■ Location identification items
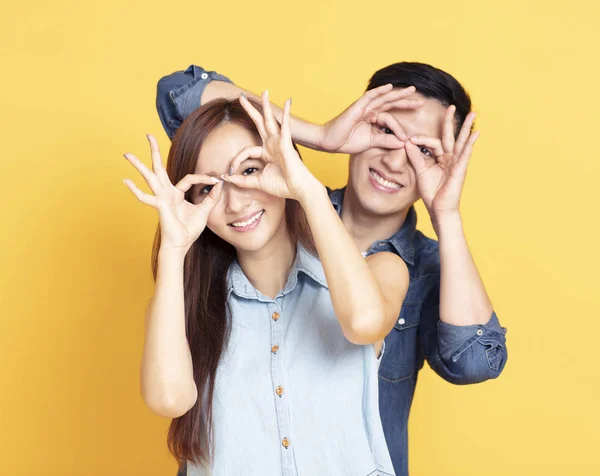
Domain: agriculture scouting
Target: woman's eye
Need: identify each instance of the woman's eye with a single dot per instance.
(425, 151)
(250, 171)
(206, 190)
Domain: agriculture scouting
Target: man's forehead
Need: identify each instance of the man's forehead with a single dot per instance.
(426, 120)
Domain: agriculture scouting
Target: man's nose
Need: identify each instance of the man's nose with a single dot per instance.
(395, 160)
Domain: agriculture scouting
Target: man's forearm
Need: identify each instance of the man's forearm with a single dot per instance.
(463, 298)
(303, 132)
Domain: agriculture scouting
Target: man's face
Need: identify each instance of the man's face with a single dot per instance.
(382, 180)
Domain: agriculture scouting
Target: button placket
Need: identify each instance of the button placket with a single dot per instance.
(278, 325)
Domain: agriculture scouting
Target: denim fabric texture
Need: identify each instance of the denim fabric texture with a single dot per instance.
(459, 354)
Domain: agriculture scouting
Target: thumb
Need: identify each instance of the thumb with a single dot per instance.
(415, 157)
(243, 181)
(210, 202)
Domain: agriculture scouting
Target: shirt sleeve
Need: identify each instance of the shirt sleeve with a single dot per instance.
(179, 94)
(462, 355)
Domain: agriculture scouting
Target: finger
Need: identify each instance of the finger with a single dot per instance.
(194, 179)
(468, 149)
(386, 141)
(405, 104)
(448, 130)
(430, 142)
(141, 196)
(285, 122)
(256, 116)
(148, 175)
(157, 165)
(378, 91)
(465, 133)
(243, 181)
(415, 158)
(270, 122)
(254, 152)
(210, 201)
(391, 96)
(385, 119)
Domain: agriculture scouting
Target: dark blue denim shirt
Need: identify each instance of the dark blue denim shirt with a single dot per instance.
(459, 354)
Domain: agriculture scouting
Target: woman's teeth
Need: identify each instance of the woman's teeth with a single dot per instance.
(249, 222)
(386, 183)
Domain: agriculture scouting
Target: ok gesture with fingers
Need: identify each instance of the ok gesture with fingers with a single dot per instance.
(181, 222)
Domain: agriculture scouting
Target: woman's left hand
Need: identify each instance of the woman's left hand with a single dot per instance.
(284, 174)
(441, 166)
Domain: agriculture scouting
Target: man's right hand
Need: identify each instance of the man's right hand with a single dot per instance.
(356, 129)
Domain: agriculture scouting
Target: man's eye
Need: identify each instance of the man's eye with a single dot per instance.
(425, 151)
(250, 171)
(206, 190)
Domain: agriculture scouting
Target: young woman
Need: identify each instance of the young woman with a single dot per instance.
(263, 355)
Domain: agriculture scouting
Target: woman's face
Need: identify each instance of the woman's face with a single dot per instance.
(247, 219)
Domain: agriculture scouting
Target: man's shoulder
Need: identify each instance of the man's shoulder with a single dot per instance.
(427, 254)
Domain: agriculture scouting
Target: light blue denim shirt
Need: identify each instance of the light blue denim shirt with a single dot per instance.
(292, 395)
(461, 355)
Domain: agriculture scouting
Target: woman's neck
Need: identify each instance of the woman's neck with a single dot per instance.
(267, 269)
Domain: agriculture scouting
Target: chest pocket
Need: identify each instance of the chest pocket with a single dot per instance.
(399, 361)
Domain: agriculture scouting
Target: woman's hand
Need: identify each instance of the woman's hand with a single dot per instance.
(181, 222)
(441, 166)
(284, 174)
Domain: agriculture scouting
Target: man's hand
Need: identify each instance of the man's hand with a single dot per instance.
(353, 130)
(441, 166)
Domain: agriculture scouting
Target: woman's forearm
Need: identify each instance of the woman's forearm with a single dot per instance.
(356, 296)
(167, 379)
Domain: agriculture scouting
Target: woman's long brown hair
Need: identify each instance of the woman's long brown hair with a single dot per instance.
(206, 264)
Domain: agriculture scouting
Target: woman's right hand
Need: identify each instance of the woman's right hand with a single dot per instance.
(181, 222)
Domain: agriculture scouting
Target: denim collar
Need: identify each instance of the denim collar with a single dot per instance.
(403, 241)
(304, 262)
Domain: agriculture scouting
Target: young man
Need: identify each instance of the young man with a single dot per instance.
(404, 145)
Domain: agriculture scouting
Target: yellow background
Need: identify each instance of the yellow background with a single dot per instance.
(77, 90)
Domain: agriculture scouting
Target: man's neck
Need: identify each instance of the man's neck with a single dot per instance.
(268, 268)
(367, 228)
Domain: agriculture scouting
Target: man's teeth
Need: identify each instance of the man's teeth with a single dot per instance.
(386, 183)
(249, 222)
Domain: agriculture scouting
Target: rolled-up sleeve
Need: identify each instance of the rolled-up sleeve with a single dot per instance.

...

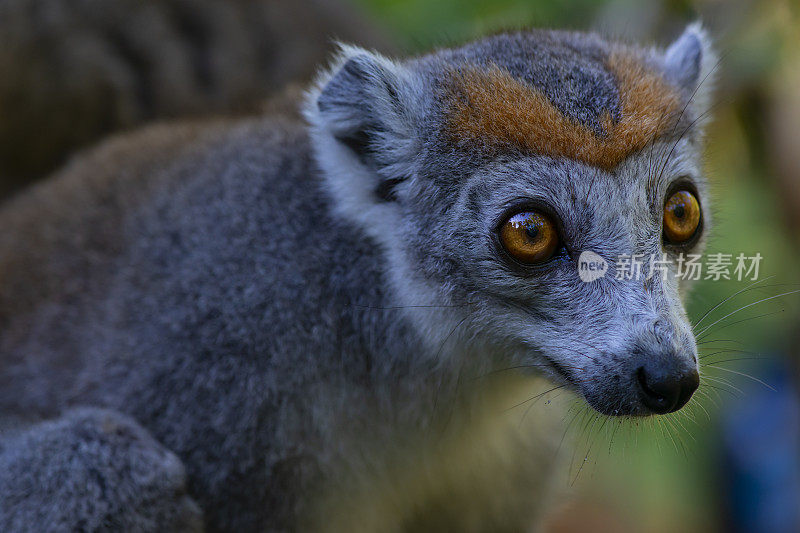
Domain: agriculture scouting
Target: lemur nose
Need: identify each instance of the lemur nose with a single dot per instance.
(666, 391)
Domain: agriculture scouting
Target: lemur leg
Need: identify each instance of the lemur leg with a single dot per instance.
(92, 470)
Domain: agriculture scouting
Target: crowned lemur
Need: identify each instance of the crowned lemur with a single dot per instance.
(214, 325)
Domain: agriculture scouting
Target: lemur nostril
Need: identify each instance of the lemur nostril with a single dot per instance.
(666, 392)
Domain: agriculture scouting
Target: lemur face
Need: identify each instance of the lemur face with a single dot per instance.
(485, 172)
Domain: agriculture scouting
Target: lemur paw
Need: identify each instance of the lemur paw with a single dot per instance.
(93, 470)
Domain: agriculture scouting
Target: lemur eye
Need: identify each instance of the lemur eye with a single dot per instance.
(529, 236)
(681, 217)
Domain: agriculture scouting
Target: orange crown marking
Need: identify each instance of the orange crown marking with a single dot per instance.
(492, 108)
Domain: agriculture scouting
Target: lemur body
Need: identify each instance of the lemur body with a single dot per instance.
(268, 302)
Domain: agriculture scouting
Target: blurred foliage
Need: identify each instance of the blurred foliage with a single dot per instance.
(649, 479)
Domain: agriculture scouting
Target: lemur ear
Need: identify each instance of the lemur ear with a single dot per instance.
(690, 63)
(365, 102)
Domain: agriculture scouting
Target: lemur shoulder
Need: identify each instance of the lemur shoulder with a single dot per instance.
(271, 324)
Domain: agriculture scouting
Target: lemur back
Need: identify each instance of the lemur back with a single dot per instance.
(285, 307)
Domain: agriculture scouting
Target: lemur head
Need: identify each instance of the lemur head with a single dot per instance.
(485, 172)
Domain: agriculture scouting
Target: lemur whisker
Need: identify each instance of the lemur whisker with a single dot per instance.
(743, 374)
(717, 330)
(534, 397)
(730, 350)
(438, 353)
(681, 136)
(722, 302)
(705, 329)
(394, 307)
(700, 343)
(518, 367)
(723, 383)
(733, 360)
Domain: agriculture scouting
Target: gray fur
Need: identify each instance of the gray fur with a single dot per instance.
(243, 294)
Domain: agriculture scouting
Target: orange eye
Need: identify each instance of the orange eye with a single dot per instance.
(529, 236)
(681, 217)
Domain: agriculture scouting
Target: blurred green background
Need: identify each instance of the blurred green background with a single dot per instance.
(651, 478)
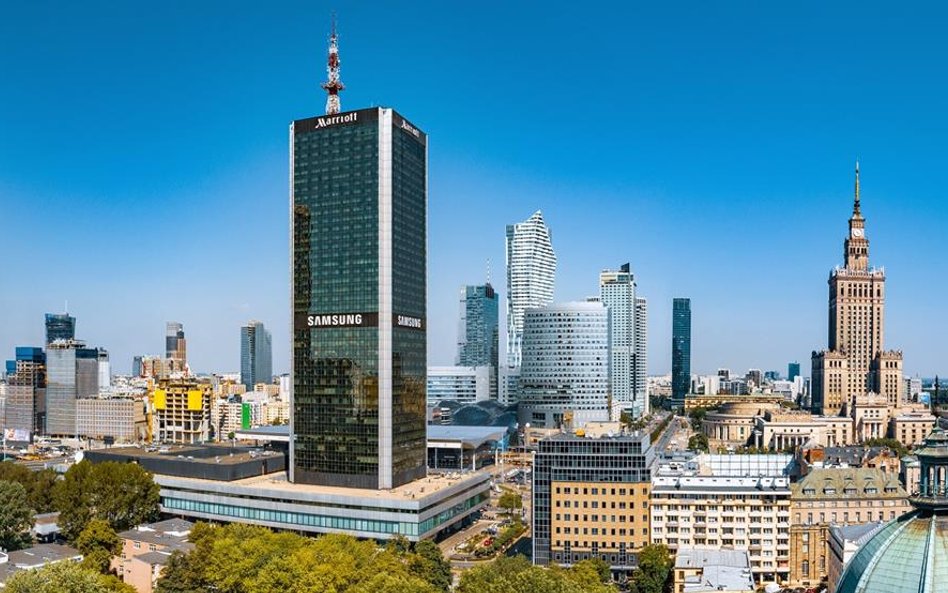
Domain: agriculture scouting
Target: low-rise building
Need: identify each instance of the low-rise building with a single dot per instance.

==

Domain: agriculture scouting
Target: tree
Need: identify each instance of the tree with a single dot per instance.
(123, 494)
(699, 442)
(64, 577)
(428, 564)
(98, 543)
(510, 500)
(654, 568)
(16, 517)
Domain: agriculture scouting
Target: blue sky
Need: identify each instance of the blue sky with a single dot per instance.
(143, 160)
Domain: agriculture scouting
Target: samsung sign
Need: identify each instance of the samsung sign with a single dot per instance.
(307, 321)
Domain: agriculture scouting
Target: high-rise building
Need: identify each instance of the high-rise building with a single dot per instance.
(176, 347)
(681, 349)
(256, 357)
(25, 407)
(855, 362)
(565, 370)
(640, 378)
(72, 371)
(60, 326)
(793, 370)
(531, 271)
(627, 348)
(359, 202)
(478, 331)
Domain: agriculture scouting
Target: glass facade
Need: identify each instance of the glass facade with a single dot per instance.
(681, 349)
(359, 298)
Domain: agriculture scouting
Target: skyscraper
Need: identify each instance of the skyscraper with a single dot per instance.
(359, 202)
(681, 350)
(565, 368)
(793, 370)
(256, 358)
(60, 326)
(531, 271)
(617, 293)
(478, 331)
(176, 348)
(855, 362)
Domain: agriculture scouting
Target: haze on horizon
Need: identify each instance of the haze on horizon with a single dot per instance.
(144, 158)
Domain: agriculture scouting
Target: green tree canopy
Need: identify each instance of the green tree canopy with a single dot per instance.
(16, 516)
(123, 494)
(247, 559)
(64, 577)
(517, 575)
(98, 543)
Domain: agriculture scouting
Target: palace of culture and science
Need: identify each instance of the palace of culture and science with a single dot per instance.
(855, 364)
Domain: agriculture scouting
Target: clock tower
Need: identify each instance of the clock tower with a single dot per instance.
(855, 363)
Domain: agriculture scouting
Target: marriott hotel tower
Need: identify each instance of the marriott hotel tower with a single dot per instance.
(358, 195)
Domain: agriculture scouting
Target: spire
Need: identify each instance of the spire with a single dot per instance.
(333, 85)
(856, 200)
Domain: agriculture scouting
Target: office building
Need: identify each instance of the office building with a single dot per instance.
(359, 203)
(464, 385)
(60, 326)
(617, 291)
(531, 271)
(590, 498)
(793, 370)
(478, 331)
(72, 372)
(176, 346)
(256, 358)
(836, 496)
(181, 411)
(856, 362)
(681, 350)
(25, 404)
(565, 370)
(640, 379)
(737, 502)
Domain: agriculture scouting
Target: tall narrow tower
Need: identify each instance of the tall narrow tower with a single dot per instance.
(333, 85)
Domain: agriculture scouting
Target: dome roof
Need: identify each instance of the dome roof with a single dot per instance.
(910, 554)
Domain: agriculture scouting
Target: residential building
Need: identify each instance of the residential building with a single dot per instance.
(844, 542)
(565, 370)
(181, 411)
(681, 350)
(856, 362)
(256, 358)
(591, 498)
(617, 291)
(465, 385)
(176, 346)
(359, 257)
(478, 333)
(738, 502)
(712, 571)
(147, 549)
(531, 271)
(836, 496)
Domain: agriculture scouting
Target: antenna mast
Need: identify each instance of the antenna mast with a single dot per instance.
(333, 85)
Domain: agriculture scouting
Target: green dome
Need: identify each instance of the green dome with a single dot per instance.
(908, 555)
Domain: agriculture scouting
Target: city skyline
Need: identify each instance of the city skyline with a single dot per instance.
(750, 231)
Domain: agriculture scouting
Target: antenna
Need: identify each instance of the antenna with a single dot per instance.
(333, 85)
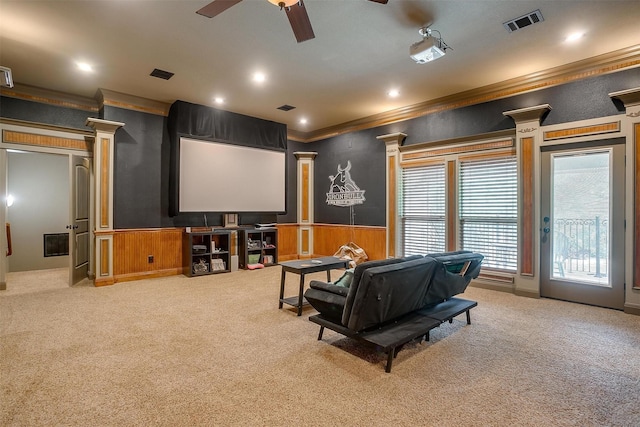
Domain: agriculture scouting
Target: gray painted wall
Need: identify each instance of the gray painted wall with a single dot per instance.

■ TASK OBJECTIVE
Select every line of the items above that contains the word "tall", and copy each of those lines.

■ ANSWER BELOW
Target: tall narrow tower
Need: identify each instance of the tall narrow tower with a single dot per instance.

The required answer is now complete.